### Do this
The records are to be restated in their entirety, word for word.

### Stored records
— start —

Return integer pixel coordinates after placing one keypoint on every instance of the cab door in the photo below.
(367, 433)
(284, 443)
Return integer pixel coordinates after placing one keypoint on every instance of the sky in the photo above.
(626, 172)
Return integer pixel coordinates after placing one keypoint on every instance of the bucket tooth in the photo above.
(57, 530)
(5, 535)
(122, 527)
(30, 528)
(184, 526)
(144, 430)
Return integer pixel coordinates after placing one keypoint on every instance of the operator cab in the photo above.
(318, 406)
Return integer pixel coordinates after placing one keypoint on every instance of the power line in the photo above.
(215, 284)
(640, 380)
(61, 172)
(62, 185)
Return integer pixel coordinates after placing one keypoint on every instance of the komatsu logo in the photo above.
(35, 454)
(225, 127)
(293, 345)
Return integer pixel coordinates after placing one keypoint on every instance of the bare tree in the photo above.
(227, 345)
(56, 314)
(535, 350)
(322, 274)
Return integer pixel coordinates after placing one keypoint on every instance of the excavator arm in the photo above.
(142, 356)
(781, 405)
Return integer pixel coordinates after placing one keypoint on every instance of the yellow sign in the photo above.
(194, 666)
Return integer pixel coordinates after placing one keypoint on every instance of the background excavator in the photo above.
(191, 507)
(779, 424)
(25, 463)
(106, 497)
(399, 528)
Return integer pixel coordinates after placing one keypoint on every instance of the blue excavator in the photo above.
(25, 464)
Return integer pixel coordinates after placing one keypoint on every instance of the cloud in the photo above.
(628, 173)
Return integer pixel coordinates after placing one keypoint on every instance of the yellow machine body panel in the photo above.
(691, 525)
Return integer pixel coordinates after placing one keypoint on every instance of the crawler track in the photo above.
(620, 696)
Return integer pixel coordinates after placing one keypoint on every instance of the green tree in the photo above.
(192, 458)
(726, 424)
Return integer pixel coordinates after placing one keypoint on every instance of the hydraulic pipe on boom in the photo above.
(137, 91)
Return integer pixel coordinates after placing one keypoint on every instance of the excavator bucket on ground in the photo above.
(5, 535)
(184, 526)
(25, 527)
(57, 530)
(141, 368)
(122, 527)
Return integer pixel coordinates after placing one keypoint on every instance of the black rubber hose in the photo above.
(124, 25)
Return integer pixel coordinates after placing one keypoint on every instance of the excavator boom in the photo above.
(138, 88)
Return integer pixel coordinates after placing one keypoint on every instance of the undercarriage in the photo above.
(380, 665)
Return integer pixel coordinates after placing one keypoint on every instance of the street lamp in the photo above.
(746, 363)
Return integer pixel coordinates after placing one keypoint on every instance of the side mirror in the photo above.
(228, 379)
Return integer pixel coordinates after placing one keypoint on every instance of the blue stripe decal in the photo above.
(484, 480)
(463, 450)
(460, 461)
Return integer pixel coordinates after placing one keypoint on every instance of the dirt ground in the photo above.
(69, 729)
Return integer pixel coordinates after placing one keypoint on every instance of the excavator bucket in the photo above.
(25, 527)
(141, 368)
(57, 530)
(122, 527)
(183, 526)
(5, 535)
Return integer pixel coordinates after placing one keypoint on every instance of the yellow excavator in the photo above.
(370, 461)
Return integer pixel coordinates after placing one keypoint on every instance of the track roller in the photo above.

— end —

### Solution to this exercise
Return integer pixel coordinates after placing one keypoint on every instance of the cab door in the photo below.
(367, 433)
(284, 443)
Return integer pixel coordinates after placing one keypoint on every instance of the sky in the photo above.
(626, 172)
Return integer pixel coordinates after placing one keypoint on every instance of the bucket tooth in the photo above.
(57, 530)
(5, 535)
(122, 527)
(30, 528)
(184, 526)
(144, 430)
Return integer pixel coordinates after placing one keypoint on every instance of the operator cab in the photo above.
(318, 406)
Return integer pixel coordinates after placing one keypoint on every instance of the power line in the photo above.
(215, 284)
(640, 380)
(61, 172)
(62, 185)
Return integer pixel coordinates after placing one keypoint on every instance of the komatsu logo in the photo above.
(35, 454)
(225, 127)
(293, 345)
Return integer pixel coordinates after placing one keypoint on every instance of the bare tree in the photo above.
(227, 345)
(56, 314)
(535, 350)
(322, 274)
Return integer pixel coordinates after placing one keypoint on every instance of the excavator arm in the photo above.
(142, 356)
(781, 405)
Return integer pixel coordinates after placing one keypoint on every instance of the yellow sign in the photo above.
(194, 666)
Return integer pixel coordinates after placing one keypoint on every instance of the background excavator in the photo above.
(191, 507)
(779, 424)
(25, 463)
(106, 497)
(399, 528)
Return integer pixel coordinates after placing one keypoint on every instance of the blue excavator in the photo above.
(25, 464)
Return integer pixel coordinates after placing one keypoint on every instance of the cloud in the photo above.
(628, 173)
Return integer pixel coordinates after placing one keypoint on every instance of the yellow machine body panel in the photo above.
(691, 525)
Return integer pixel coordinates after placing one keypoint on every instance of the crawler track in the photo above.
(620, 696)
Return integer pixel coordinates after placing one keypoint on every instance of the green tree in the photo above.
(192, 458)
(726, 424)
Return integer pixel coordinates after placing one keypoint on every instance of the hydraulic pipe on boom in the photo above.
(137, 91)
Return integer pixel coordinates after placing one keypoint on every instance of the excavator bucket on ground in the photo above.
(5, 535)
(184, 526)
(25, 527)
(57, 530)
(141, 368)
(122, 527)
Return integer pixel coordinates after placing one keypoint on every instance of the black rubber hose in the photo above.
(124, 25)
Return integer pixel coordinates after placing one keypoint on every instance of the excavator boom in the photo above.
(138, 88)
Return integer pixel coordinates after placing one keypoint on every instance of the undercarriage in the photo above.
(380, 665)
Return integer pixel coordinates after placing one keypoint on every instance of the street lamp in the photo above.
(746, 363)
Return integer pixel coordinates after placing one keypoint on every instance of the side mirror in the photo above.
(228, 379)
Return integer pixel coordinates after placing one keypoint on every instance of the blue stripe decal in the photo above.
(484, 480)
(463, 450)
(460, 461)
Return integer pixel coordinates after placing one keypoint on every instance of the dirt ground in the photo above.
(69, 729)
Return integer pixel coordinates after placing one keypoint on every instance of the excavator bucket in the photo above.
(25, 527)
(141, 368)
(57, 530)
(122, 527)
(183, 526)
(5, 535)
Return integer pixel coordinates after placing one keypoint on every instance of the yellow excavator in the photo above.
(370, 461)
Return integer pixel coordinates after placing one keypoint on every instance of the track roller in the photo above.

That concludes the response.